### Action item
Write out exactly the lines of the entries below from the one holding "Target: brown hillside" to the one holding "Check that each instance of the wispy", inclusive, and leave out all other lines.

☆ ☆ ☆ ☆

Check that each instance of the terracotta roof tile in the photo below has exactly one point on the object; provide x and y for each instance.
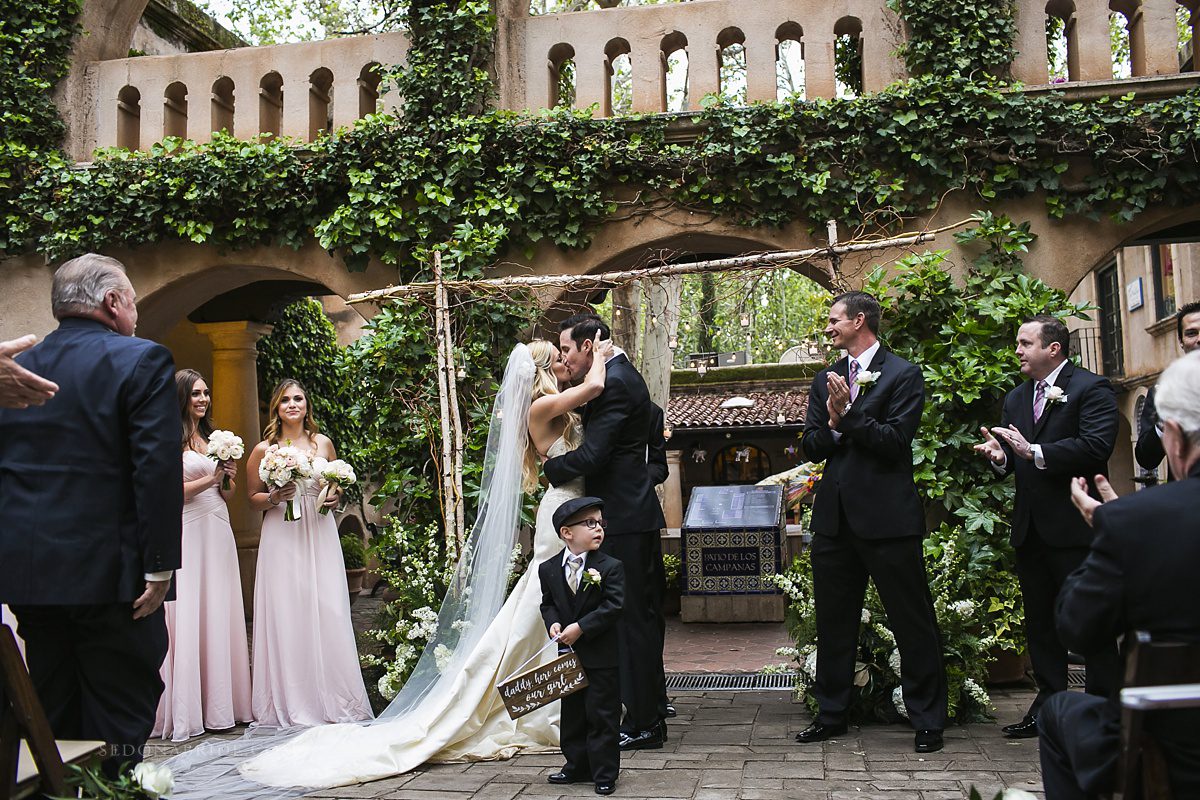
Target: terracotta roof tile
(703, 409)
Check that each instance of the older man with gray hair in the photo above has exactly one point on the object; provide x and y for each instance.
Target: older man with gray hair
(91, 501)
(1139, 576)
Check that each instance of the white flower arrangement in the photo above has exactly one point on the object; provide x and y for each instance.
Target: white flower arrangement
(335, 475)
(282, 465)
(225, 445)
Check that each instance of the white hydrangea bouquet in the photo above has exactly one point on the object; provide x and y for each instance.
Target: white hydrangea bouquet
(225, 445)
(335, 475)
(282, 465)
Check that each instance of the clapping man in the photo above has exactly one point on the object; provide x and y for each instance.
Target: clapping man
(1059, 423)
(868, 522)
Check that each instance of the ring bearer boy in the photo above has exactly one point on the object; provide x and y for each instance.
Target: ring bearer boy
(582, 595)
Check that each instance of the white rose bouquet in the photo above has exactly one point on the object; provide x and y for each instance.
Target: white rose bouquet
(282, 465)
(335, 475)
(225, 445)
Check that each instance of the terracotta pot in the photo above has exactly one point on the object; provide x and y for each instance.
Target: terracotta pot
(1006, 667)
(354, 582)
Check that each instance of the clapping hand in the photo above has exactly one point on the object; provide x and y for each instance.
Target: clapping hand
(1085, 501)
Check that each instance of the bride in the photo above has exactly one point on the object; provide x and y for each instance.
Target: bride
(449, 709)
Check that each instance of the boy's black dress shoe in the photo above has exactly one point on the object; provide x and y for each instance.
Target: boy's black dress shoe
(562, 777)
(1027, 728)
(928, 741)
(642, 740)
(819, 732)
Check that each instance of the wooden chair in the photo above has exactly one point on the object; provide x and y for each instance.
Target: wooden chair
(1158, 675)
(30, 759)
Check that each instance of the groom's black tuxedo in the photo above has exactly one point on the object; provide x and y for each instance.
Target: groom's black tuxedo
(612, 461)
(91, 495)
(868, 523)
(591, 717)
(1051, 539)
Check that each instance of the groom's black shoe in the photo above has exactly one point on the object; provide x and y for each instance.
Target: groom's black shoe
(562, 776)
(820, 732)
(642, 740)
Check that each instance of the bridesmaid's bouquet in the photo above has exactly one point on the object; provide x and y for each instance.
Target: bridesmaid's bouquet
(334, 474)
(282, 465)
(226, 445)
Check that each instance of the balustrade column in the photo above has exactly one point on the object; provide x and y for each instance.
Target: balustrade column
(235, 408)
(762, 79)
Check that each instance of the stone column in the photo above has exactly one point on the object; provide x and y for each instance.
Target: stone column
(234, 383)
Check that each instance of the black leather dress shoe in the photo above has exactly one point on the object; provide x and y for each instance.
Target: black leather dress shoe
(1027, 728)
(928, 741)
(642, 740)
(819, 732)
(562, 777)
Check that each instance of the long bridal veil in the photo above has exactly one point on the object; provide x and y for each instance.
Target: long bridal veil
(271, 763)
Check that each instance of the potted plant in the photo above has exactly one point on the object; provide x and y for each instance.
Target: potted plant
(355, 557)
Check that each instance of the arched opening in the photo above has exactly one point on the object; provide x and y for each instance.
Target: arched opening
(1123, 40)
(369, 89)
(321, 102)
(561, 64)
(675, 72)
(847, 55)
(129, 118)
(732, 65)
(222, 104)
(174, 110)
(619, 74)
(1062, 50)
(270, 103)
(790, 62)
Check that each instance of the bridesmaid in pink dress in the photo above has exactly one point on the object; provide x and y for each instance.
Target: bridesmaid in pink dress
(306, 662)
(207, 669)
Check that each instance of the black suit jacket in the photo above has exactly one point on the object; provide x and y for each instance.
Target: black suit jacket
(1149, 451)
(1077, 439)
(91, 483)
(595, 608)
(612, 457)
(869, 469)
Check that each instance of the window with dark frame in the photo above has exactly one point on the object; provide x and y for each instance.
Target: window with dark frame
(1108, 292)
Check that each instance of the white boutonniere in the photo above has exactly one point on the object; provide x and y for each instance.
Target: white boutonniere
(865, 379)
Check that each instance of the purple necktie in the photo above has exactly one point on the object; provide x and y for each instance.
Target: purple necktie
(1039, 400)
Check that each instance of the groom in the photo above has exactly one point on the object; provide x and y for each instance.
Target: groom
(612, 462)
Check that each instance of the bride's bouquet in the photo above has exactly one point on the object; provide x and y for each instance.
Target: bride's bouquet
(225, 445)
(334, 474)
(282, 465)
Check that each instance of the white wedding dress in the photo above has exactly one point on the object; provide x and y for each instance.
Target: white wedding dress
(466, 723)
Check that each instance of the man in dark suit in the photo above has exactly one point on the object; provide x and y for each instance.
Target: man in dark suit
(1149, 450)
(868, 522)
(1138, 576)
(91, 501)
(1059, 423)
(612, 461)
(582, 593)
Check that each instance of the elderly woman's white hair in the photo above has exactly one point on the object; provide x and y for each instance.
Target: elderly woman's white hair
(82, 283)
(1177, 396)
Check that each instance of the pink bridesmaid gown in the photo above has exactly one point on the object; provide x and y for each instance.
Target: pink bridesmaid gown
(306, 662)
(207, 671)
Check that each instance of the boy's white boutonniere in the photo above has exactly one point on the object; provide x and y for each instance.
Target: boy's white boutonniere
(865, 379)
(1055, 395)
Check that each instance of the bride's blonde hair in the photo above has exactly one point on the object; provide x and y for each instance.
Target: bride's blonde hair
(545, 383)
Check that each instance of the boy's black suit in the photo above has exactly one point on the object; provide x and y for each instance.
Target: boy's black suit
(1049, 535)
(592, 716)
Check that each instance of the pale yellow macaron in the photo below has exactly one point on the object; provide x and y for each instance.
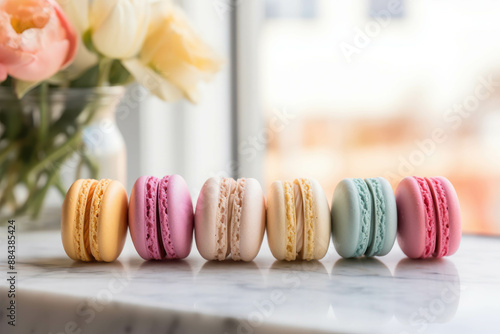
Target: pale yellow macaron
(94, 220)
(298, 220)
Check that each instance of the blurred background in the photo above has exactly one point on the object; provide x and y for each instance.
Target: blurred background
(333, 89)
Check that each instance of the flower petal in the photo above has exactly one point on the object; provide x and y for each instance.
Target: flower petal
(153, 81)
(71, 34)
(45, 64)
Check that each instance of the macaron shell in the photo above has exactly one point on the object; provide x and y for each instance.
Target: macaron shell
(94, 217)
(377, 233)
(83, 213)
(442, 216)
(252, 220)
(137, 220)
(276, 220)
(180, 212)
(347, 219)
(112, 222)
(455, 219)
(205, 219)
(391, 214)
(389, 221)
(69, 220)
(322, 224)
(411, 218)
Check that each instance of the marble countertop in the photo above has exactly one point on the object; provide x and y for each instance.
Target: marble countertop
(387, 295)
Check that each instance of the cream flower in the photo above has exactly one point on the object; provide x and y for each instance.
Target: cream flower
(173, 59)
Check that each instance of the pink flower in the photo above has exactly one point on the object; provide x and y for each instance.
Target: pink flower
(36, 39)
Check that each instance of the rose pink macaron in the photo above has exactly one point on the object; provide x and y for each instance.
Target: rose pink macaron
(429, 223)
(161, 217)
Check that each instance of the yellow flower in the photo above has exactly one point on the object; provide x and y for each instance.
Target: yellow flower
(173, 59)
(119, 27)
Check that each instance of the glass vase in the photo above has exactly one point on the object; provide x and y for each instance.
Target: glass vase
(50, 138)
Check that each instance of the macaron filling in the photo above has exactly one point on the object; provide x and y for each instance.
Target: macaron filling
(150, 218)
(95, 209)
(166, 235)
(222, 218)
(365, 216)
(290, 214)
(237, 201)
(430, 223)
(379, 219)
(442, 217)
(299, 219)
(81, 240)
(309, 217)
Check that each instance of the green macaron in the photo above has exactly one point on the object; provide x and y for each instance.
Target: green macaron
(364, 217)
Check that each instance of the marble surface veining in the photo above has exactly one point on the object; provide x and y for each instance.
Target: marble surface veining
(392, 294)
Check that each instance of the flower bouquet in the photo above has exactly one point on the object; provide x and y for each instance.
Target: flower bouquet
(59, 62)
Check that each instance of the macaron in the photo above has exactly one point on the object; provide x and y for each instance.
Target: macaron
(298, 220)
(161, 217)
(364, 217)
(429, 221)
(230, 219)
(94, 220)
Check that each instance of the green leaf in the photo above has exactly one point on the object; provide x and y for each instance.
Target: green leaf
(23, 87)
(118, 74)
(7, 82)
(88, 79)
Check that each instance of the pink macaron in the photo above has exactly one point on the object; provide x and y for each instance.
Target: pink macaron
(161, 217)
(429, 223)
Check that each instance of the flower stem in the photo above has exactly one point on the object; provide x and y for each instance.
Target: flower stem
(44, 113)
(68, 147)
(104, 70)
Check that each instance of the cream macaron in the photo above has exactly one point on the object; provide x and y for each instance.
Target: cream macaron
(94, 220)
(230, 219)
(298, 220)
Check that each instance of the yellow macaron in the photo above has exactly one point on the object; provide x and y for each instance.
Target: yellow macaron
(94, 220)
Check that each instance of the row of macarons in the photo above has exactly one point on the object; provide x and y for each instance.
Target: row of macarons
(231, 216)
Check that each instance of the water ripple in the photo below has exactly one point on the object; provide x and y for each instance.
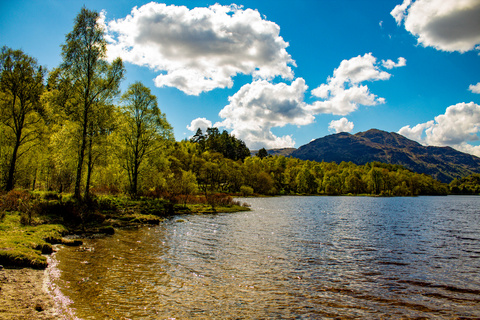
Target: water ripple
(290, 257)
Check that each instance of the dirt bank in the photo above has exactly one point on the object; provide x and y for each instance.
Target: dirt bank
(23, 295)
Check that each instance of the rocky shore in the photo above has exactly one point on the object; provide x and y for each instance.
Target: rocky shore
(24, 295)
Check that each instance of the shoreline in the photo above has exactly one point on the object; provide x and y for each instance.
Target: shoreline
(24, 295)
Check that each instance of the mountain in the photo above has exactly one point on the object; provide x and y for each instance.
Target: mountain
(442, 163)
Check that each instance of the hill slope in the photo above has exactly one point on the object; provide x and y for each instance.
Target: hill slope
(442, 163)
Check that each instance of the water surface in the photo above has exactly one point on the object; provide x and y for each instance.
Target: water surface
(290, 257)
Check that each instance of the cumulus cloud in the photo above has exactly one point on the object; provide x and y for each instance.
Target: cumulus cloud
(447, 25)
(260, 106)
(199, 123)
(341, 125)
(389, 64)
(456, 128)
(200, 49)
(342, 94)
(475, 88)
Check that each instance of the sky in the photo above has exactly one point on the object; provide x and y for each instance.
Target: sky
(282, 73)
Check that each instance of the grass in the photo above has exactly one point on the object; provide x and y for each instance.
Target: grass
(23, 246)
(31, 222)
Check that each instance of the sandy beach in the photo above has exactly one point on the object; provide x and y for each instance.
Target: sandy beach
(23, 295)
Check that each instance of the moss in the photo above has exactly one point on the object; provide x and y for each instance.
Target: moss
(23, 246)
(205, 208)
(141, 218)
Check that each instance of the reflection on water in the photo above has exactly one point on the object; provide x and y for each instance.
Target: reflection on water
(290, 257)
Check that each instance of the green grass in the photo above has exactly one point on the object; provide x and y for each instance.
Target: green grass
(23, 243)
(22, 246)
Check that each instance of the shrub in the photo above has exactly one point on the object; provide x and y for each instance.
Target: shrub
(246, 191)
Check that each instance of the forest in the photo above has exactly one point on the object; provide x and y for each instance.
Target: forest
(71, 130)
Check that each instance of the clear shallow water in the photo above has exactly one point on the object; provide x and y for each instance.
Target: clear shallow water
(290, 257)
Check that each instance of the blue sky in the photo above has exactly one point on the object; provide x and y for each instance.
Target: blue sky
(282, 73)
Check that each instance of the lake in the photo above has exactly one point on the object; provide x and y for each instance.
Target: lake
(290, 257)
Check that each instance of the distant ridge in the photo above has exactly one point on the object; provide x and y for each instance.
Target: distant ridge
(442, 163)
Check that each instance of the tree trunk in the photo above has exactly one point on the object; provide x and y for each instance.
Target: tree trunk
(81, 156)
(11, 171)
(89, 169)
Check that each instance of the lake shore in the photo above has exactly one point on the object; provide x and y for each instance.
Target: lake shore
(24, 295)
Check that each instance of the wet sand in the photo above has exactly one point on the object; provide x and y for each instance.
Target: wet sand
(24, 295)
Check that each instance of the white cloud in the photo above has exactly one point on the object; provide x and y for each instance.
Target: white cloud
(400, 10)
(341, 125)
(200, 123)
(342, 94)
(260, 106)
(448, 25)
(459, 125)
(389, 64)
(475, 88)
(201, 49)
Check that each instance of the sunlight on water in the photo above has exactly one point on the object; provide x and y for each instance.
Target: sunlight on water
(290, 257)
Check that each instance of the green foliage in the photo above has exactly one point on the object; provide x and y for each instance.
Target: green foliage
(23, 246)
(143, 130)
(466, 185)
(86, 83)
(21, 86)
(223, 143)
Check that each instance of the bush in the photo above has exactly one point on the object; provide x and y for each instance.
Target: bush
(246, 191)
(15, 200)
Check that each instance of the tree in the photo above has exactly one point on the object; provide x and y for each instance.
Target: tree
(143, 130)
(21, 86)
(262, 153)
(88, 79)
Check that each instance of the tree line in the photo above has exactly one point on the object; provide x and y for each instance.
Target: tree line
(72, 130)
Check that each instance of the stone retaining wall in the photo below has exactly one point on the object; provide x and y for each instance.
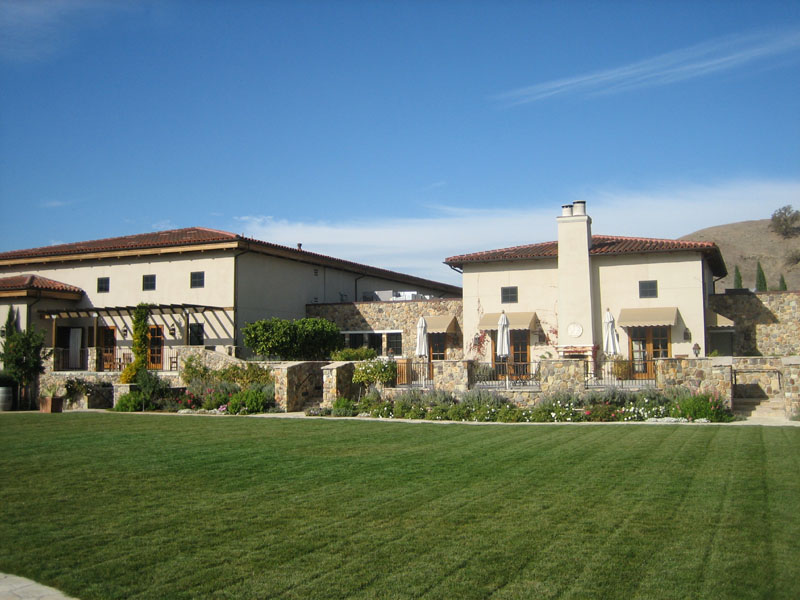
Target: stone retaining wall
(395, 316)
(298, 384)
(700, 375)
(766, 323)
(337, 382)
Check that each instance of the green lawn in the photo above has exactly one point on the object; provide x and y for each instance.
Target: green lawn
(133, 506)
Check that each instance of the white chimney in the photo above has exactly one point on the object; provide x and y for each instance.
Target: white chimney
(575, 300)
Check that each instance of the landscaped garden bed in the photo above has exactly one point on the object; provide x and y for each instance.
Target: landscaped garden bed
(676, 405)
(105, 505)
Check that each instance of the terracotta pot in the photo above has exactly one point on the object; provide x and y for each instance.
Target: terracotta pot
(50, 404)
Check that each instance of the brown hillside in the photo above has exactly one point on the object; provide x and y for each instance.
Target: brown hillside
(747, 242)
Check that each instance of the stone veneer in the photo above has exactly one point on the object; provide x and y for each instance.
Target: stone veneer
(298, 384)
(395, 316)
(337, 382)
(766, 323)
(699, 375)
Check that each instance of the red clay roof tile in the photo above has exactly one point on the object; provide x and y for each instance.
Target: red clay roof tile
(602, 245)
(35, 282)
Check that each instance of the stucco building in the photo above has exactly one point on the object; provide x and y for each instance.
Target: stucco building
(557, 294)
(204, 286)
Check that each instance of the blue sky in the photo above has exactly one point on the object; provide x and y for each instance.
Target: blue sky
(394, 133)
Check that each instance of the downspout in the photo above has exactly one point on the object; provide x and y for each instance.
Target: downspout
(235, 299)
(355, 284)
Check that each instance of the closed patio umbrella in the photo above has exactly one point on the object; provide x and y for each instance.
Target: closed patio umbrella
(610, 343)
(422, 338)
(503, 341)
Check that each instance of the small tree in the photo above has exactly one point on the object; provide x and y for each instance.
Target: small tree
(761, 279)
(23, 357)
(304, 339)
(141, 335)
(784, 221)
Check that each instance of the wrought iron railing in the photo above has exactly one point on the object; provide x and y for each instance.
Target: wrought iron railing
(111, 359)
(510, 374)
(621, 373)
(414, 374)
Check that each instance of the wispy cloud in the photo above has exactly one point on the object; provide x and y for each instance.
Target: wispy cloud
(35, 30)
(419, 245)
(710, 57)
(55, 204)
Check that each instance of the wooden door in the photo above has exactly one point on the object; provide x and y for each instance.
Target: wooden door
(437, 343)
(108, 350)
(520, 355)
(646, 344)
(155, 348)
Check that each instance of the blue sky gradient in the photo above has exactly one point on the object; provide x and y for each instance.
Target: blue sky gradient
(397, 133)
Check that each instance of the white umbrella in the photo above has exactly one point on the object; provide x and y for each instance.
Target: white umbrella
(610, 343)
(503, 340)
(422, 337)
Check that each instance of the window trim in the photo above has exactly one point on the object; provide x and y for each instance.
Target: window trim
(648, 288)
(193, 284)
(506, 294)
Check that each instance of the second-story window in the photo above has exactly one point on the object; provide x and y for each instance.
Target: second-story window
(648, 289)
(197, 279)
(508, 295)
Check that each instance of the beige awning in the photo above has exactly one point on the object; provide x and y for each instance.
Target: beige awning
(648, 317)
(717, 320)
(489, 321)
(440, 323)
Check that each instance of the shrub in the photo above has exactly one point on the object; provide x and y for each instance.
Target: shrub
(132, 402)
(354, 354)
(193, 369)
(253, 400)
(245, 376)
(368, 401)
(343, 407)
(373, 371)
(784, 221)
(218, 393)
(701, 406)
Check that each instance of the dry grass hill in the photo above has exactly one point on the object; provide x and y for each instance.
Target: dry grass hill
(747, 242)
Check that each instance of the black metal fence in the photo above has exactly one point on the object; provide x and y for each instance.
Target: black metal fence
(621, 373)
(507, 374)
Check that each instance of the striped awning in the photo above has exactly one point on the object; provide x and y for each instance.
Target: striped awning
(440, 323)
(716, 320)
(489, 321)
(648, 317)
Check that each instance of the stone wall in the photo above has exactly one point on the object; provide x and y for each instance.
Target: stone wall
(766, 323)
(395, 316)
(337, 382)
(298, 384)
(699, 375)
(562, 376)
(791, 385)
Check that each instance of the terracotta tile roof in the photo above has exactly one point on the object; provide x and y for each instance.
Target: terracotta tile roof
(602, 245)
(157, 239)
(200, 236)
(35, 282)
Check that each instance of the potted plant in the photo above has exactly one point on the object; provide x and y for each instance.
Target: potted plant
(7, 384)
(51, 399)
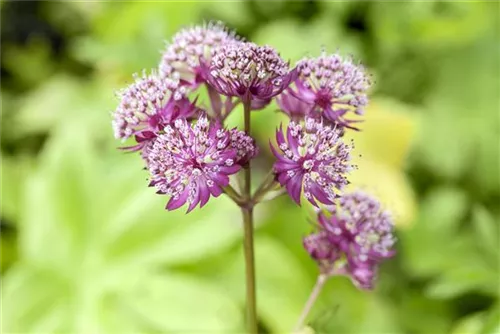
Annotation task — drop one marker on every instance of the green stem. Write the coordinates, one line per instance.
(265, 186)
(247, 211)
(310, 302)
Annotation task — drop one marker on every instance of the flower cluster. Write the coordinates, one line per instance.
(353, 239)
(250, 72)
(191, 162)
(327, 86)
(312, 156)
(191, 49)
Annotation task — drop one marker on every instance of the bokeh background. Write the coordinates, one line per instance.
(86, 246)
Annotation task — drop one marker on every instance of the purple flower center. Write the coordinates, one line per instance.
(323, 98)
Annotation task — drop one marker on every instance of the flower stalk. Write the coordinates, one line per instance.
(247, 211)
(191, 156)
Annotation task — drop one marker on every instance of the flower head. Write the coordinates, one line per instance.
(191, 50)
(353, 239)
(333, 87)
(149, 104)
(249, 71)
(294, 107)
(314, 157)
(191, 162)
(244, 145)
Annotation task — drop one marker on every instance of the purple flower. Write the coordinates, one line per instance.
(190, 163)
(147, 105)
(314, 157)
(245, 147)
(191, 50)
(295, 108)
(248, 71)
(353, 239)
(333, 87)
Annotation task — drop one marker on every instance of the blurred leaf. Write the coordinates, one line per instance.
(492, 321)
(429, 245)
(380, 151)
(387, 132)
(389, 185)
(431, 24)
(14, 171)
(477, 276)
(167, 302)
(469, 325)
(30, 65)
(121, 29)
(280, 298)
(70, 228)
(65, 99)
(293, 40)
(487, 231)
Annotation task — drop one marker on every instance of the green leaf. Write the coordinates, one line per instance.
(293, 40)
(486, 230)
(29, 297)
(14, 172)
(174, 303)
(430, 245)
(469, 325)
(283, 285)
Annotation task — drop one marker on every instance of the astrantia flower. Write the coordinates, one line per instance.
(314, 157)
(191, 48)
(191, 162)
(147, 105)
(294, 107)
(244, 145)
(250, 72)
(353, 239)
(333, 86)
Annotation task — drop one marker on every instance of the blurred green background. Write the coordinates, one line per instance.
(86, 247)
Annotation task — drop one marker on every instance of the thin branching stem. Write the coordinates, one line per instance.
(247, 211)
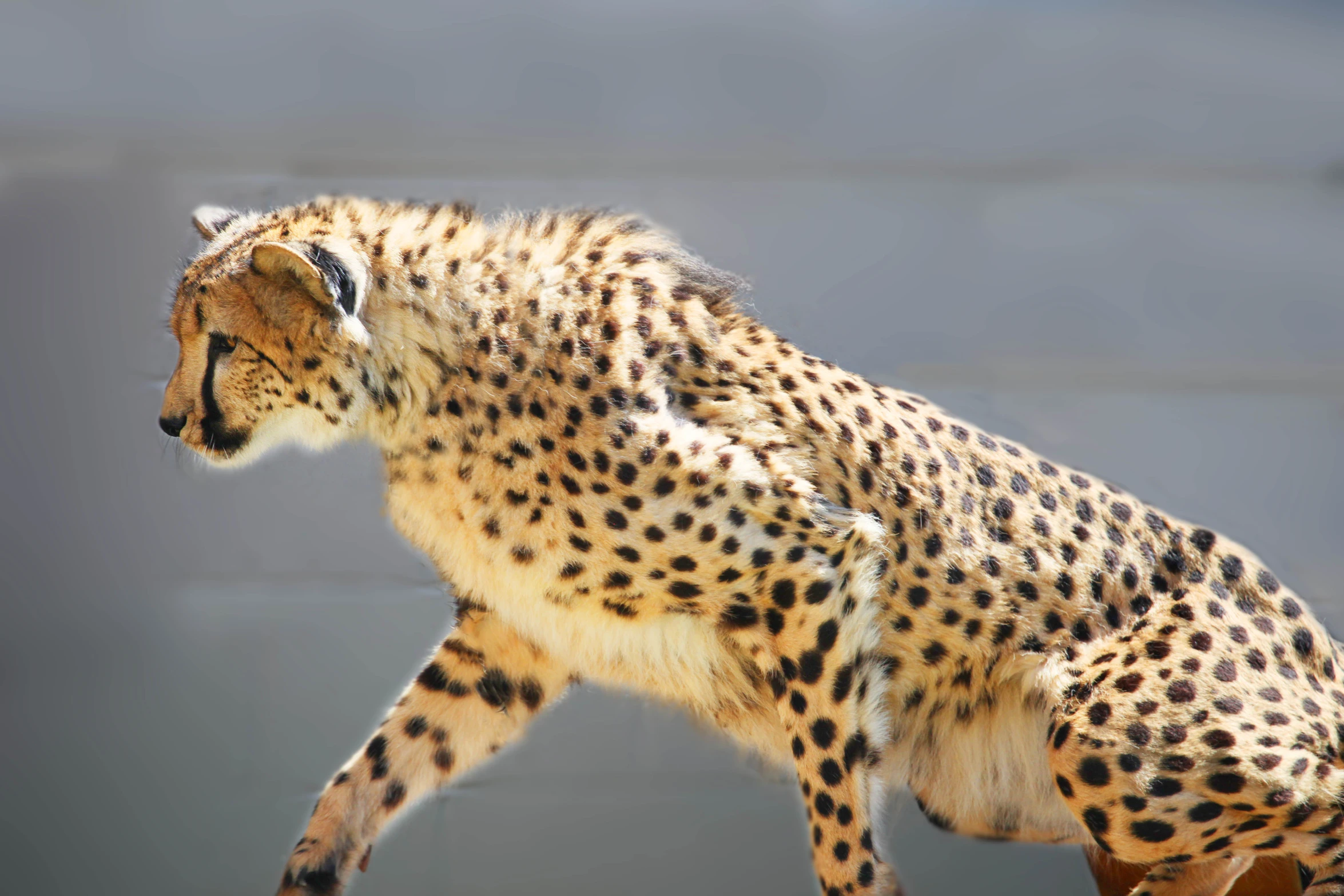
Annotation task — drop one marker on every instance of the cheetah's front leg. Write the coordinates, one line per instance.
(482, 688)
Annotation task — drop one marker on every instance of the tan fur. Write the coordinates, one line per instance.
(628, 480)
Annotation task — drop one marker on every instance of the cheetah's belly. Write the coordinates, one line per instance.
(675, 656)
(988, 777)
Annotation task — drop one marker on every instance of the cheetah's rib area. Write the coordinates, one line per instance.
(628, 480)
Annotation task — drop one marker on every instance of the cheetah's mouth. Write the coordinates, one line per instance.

☆ ☆ ☆ ☆

### Task result
Target: brown hillside
(747, 242)
Check that each instance of the stone veneer in the photo above has exactly one point on the object; provide x and y for each instance.
Target: stone veneer
(298, 384)
(395, 316)
(337, 382)
(766, 323)
(699, 375)
Check that each instance of the red clay roof tile in the photo above has exactly one point on the object; provide x and y for each instance.
Target: red clay roof tile
(602, 245)
(35, 282)
Check that each instance of the stucco building in the photo above has exactly one point on the object; provide x and y for each instance.
Target: stucco building
(557, 294)
(204, 286)
Check that each instance of the blue sky in the photo above has exactly one point on the object; provide x and y for each instance.
Target: blue sky
(394, 133)
Check that each instance of the downspout in the photo above has exactly one point on the object; provide x and y for each instance.
Target: downspout
(235, 299)
(355, 284)
Check that each instance of the closed patio umbrella in the photo above has exactly one point on the object; provide x and y for each instance.
Target: closed patio umbrella
(610, 343)
(422, 338)
(503, 341)
Check that each instance of the small tree in the photo above has exactly one point on the object; provide x and y for each instance.
Target: small tree
(761, 279)
(23, 357)
(304, 339)
(141, 335)
(784, 221)
Check that each instance of the wrought iron railing in the photo above has exactly one point on the object; provide x and y for each instance.
Target: wrought iron railing
(111, 359)
(510, 374)
(621, 373)
(414, 374)
Check that each instance of the wispy cloud in the photo above has exactly one point on the object; provide x and y for each instance.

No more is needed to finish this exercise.